Gerald Zhang-Schmidt said:


> I was happy enough when I found that you can at least start a route at any waypoint on it and also choose whether it should be followed forwards or backwards from there...


I too found that at a very good time - up a mountain in driving rain and wind and 1 degree. I was a very happy bunny


----------



## Joakim Agren

Gerald Zhang-Schmidt said:


> I'd be enough of a fanboy to want to tell those who whine so much that maybe they should work more on making themselves better rather than expect perfection out of their gadgets... Unfortunately, why there can't be a "track back" (along the route one came and recorded) alongside the "find home/start" is something I do wonder about myself.
> 
> I was happy enough when I found that you can at least start a route at any waypoint on it and also choose whether it should be followed forwards or backwards from there... but lots more things could be added. The Ambit might well be at the limit of what its controller chip and storage can handle, though...


I do not think this is due to a limitation in the Ambit. I am still surprised that the Ambit do not have a proper trackback function. My Suunto X10i have two ways of navigating back to start. One is the as the crow flies method that is the method also used in the Ambit. Basically a straight line navigation. And the other method is to follow the track that you created to your current position. It is a mystery why Suunto have crippled the Ambit in this way, it is a newer product so should not be inferior in any way compared to the old one.

Was the big 2.0 update not supposed to be the "Big user input" update? I only see a little of that in the update as it is. This new update have no improvements to the time keeping and ABC(T) related functions at all. For instance the X10 and the Core have a storm /weather alarm? Why not the Ambit? in the X10 this function is even smarter when the GPS is on, it is capable of analyzing the changes in GPS altitude data and deduct the pressure equivalents of that vertical move, and therefor detect weather changes in the back ground despite being on the move vertically. This is another example where the old X10 is better then the new Ambit. Other ways the built in GPS function could be of help are GPS altitude reading as an alternate view. That way if I have no access to a height reference nor weather pressure data then I would be able to calibrate the barometric altimeter using that GPS altitude data. In the X10 I do not have a GPS altitude view but if I enter the so called Positions sub menu then I will be able to get the coordinates, the number of satellites that I am connected too and the number of satellites that are visible to the X10 as well as signal strength, but also GPS altitude can be seen in there. In the Ambit there is no way to get that kind of information. Another way the GPS can be of help is for the compass, in the X10 the declination for the compass will be automatically adjusted as soon as you turn on GPS and start moving because the watch will then know proper North. The Garmin Fenix can even calibrate the compass while on the move so no need to calibrate manually. Why do we only have the manual method for calibration and declination setting with the Ambit?

**Information shown:**

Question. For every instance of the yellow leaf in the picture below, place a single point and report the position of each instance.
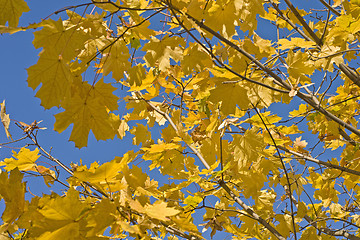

**Task list:**
a) In the forum thread on the Suunto Ambit, which watch is said to calibrate its compass while on the move?
b) Copy out word for word the stretch of the Suunto Ambit forum thread from "## Joakim Agren" through "wonder about myself.".

**Answers for this exercise:**
a) The Garmin Fenix.

b)
## Joakim Agren

Gerald Zhang-Schmidt said:


> I'd be enough of a fanboy to want to tell those who whine so much that maybe they should work more on making themselves better rather than expect perfection out of their gadgets... Unfortunately, why there can't be a "track back" (along the route one came and recorded) alongside the "find home/start" is something I do wonder about myself.